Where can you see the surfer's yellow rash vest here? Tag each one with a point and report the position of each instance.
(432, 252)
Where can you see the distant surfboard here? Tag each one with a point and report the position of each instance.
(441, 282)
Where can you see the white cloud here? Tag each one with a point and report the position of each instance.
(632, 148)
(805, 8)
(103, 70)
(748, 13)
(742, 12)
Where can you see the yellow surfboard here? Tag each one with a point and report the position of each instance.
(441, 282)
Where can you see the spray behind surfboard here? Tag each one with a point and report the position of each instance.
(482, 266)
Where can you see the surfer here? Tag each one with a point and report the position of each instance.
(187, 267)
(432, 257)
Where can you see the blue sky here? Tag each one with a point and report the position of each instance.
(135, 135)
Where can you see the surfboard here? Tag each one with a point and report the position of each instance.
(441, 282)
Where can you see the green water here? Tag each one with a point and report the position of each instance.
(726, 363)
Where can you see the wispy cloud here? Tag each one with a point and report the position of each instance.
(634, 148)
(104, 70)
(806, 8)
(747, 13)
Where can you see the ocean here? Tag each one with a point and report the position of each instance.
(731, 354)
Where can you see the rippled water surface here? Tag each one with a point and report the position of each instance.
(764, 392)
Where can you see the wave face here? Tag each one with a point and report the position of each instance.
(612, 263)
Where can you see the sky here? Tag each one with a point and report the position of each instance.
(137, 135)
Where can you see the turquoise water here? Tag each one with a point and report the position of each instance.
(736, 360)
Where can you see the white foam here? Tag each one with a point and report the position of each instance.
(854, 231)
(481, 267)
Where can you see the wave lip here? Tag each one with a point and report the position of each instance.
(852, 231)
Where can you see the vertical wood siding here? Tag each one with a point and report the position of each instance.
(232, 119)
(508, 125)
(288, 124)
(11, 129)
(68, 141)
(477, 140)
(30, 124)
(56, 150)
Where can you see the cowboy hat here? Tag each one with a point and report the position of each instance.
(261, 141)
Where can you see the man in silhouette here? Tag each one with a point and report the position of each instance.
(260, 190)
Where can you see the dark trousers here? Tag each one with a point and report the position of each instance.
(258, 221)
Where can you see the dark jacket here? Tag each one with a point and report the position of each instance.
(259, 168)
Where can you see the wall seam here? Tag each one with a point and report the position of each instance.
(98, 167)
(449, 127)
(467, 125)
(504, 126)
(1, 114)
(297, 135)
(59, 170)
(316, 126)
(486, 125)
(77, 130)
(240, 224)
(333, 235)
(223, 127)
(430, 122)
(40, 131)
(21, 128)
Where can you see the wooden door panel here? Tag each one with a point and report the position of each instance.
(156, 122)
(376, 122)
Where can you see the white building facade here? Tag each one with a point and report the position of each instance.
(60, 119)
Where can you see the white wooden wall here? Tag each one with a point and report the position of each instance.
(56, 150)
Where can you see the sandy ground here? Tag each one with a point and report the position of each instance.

**EXERCISE AIM:** Quote all of the entries verbatim.

**FINISHED ANSWER:**
Where can you see the surfer's yellow rash vest here? Tag each one with a point and report the position of each instance.
(432, 252)
Where can you see the distant surfboard here? Tag each one with a point and report the position of each instance.
(441, 282)
Where can you see the white cloud here? Tag each one with a point and report the position of each instance.
(632, 148)
(805, 8)
(103, 70)
(748, 13)
(742, 12)
Where can you see the yellow surfboard here? Tag each one with a point and report the position of each instance.
(441, 282)
Where can you see the spray behind surfboard here? Tag each one with a point and report the position of each instance.
(482, 266)
Where can you see the surfer here? Tag each one with a point and report the position of each instance.
(187, 267)
(432, 257)
Where can you see the blue sky here? Tag each one with a point and report the position of each instance.
(135, 135)
Where can you see the surfboard here? Tag each one with a point and report the position of each instance.
(441, 282)
Where can you see the green water here? Tag each one with a point and report the position of each instance.
(726, 363)
Where can you see the wispy cloud here? Tag each one with a point and report the position of each instance.
(634, 148)
(104, 70)
(806, 8)
(747, 13)
Where can you see the ocean here? Tag each one with a point and report the position of each instance.
(731, 354)
Where can you see the rippled water surface here? Tag each one with a point and report the position of each instance.
(764, 392)
Where can you see the wave face here? Tag each one with a point and report the position of each instance.
(612, 263)
Where can you see the sky here? Tag each one with a point and report the position of each instance.
(137, 135)
Where can you see the turquoise water here? Tag each one with a point and report the position of each instance.
(736, 360)
Where can you see the white foam here? Tag each one with a point and report the position of each instance.
(854, 231)
(481, 267)
Where can you see the wave lip here? Tag each one with a point and report the position of each instance.
(852, 231)
Where can you see the vertical wood siding here? Tag each one with a point and report the position of each instance.
(232, 119)
(508, 125)
(288, 124)
(11, 129)
(68, 141)
(477, 140)
(30, 124)
(56, 150)
Where can you see the cowboy hat here? Tag each one with a point and report the position of each instance.
(261, 141)
Where can you see the man in silhouette here? Tag each one with a point and report the position of each instance.
(260, 190)
Where can you see the dark trousers here? Tag each one with a point and report the position of each instance.
(258, 221)
Where can you see the dark jacket here? Tag each one with a point and report the position of each instance.
(259, 168)
Where can you see the wall seam here? Tag each one with a point and report the position of each instance.
(98, 167)
(449, 127)
(467, 125)
(504, 126)
(1, 114)
(297, 135)
(59, 170)
(316, 126)
(486, 125)
(77, 130)
(240, 224)
(333, 235)
(223, 127)
(430, 122)
(40, 131)
(21, 128)
Where can you see the wooden door panel here? Tag each one with a point and report the position of each instance.
(156, 122)
(376, 122)
Where can you see the white building facade here? Tag each one with a point and report the position of each instance.
(60, 119)
Where can you see the white wooden wall here? Tag each one with a point and report the position of each instance.
(56, 150)
Where can you see the sandy ground here? Tag each one with a point and report the position of each instance.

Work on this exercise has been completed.